▶ **What you should do**:
What you return must be exactly the lines from the one containing "Indicate one point per instance of the red brick" through the close of the listing, both included.

----------

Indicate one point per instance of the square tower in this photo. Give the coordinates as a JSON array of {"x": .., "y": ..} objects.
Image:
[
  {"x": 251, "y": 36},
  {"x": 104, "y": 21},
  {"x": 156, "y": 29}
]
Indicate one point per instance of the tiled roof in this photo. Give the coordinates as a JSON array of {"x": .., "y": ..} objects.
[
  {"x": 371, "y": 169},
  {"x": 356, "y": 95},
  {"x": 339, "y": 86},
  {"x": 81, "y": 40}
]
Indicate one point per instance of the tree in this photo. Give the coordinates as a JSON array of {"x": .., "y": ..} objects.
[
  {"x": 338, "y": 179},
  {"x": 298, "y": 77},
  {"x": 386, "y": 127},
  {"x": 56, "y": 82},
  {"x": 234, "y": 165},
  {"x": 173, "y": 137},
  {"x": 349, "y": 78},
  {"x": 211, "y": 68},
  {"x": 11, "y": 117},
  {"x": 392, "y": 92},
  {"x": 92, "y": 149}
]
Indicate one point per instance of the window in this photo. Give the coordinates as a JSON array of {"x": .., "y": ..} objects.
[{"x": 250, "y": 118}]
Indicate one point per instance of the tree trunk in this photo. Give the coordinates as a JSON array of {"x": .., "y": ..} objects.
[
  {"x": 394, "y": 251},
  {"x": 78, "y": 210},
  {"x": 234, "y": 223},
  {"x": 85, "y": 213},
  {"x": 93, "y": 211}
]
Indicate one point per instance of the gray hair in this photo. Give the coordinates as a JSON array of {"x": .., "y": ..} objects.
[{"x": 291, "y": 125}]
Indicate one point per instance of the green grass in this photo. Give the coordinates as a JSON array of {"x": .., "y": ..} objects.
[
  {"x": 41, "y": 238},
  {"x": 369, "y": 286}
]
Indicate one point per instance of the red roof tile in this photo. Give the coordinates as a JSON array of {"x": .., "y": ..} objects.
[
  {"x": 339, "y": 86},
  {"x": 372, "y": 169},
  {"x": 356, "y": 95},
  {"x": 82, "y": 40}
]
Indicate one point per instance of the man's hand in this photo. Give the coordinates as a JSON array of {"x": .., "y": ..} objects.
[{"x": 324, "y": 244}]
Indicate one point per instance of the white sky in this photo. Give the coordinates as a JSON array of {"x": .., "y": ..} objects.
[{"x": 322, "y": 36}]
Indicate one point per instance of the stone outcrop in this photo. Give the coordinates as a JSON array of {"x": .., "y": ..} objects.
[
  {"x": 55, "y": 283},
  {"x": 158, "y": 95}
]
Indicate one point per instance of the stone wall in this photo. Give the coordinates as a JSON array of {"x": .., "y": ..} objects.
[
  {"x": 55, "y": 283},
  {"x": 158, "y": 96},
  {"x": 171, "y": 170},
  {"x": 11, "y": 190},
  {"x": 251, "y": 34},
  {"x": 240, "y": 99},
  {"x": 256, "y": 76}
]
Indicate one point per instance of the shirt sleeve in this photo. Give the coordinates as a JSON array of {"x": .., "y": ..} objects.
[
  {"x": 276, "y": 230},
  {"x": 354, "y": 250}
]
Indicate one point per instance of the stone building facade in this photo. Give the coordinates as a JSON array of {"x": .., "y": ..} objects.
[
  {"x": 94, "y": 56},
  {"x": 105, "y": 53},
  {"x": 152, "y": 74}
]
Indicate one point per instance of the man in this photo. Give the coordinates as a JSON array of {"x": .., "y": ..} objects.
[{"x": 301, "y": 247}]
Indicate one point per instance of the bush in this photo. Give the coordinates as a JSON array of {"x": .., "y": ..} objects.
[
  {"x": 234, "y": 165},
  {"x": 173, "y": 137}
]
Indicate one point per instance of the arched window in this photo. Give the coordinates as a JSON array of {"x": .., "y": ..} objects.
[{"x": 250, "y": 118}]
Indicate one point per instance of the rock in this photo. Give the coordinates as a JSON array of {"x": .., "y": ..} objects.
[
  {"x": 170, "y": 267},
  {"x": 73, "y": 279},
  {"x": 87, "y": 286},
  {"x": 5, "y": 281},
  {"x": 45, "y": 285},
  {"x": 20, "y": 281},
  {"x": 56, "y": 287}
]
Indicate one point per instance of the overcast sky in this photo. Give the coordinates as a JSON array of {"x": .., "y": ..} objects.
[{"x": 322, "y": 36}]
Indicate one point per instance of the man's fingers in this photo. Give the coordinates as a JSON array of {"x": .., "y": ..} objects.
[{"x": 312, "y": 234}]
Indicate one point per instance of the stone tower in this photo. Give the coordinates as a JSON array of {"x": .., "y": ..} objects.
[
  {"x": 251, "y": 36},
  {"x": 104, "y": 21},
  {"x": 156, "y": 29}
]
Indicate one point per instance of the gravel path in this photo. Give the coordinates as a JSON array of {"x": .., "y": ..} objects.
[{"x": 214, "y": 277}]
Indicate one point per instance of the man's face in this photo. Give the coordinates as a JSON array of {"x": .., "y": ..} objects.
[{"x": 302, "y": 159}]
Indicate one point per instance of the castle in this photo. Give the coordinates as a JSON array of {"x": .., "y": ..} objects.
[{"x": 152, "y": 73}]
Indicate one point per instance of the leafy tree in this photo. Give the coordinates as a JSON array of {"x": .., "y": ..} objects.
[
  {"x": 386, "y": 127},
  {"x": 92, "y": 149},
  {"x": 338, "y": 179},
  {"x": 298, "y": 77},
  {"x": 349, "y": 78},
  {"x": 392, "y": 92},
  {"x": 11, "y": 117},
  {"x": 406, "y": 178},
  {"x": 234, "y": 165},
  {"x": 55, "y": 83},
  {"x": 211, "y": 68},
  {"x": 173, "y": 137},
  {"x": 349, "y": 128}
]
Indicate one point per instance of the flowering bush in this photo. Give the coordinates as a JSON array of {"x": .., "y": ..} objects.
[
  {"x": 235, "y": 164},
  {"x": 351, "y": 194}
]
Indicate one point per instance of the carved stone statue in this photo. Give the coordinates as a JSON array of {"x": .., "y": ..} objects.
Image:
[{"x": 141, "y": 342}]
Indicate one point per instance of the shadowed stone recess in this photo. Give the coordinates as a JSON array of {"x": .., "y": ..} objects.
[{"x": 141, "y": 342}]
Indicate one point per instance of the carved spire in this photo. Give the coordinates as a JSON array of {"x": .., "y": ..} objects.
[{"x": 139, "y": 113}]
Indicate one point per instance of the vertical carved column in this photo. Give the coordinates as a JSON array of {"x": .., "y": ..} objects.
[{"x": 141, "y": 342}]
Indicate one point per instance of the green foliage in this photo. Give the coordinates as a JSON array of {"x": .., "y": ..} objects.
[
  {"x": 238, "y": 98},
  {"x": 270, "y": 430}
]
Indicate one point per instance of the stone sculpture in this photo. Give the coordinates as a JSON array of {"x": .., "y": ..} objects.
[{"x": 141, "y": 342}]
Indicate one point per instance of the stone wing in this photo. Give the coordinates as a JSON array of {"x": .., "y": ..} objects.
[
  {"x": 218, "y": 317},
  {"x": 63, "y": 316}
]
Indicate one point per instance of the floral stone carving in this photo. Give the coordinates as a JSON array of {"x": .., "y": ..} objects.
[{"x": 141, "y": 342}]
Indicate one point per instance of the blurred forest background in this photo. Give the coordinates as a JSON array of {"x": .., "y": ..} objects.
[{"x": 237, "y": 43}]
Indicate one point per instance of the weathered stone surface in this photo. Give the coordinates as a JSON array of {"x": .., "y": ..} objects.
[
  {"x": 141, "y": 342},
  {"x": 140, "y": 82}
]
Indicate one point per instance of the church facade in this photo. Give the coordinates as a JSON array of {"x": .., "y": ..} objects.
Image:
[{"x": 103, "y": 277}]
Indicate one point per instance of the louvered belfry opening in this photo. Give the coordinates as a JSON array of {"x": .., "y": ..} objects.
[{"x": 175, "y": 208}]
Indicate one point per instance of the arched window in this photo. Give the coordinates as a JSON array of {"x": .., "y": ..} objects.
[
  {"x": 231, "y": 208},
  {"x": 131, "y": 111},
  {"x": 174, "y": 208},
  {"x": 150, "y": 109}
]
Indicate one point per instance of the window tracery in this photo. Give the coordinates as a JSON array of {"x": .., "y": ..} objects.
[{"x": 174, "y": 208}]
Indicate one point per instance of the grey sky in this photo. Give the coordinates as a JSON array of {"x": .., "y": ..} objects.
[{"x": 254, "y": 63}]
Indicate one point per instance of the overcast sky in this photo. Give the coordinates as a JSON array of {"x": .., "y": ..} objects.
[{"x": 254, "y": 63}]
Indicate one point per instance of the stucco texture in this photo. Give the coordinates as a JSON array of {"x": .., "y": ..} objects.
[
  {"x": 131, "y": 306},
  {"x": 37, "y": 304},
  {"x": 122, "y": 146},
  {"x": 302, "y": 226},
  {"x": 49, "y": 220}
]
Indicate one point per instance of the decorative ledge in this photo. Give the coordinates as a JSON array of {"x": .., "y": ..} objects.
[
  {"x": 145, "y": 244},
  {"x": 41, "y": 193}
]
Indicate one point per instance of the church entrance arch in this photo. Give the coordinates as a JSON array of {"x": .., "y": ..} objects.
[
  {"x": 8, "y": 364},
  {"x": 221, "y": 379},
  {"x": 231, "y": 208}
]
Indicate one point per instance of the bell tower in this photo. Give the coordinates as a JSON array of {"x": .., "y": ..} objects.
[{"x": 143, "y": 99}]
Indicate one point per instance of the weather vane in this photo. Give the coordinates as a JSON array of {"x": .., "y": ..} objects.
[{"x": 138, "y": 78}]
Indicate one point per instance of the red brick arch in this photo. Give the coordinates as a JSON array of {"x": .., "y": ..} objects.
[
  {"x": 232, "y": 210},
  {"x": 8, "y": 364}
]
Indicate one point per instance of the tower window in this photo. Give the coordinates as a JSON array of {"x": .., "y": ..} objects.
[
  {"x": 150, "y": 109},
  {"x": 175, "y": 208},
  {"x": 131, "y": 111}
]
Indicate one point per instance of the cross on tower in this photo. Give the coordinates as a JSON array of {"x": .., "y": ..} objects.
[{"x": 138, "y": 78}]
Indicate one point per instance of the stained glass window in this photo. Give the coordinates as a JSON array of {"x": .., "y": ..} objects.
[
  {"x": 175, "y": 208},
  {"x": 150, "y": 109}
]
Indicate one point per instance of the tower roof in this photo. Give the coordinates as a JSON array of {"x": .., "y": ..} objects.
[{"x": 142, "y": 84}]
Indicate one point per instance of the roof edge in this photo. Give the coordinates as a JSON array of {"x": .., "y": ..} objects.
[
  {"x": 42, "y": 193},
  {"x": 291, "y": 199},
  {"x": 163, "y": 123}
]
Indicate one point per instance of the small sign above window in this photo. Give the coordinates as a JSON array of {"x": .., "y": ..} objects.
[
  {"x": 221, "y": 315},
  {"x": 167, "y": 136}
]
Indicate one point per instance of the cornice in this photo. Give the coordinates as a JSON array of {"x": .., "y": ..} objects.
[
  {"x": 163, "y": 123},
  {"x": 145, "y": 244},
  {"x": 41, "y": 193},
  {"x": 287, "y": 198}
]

----------

▶ **Solution to this task**:
Indicate one point per instance of the red brick arch in this photo. Give the coordinates as a JSON array of {"x": .., "y": ..} objects.
[
  {"x": 232, "y": 210},
  {"x": 8, "y": 364}
]
Indicate one point per instance of the tower window in this photo. Give the coordinates as a JSON array of {"x": .., "y": ..} objects.
[
  {"x": 150, "y": 109},
  {"x": 175, "y": 208},
  {"x": 131, "y": 111}
]
Indicate one point per instance of the cross on tower in this photo. Give the coordinates as a JSON array of {"x": .., "y": ..} objects.
[{"x": 138, "y": 78}]
Indicate one point per instance of the stained glass window in this photo. Give the coordinates as a JSON array of {"x": .., "y": ..} objects.
[
  {"x": 175, "y": 208},
  {"x": 150, "y": 109}
]
Indicate one point per instance of the tower roof in this photo. Give the coordinates as a JSON array of {"x": .., "y": ..} objects.
[{"x": 142, "y": 84}]
Indicate one point per instance of the roof edge in this photo. Give the coordinates as a JSON array of {"x": .., "y": ..} objects.
[
  {"x": 42, "y": 193},
  {"x": 291, "y": 199},
  {"x": 163, "y": 123}
]
Indicate one point per instance of the small sign above window in this photo. Give the coordinates as a JSON array of {"x": .., "y": ..} objects.
[
  {"x": 221, "y": 315},
  {"x": 167, "y": 136}
]
Indicate one point per instance of the cornice in this photo. Give the coordinates as a JSON array of {"x": .., "y": ..} objects.
[
  {"x": 163, "y": 123},
  {"x": 145, "y": 244},
  {"x": 41, "y": 193},
  {"x": 287, "y": 198}
]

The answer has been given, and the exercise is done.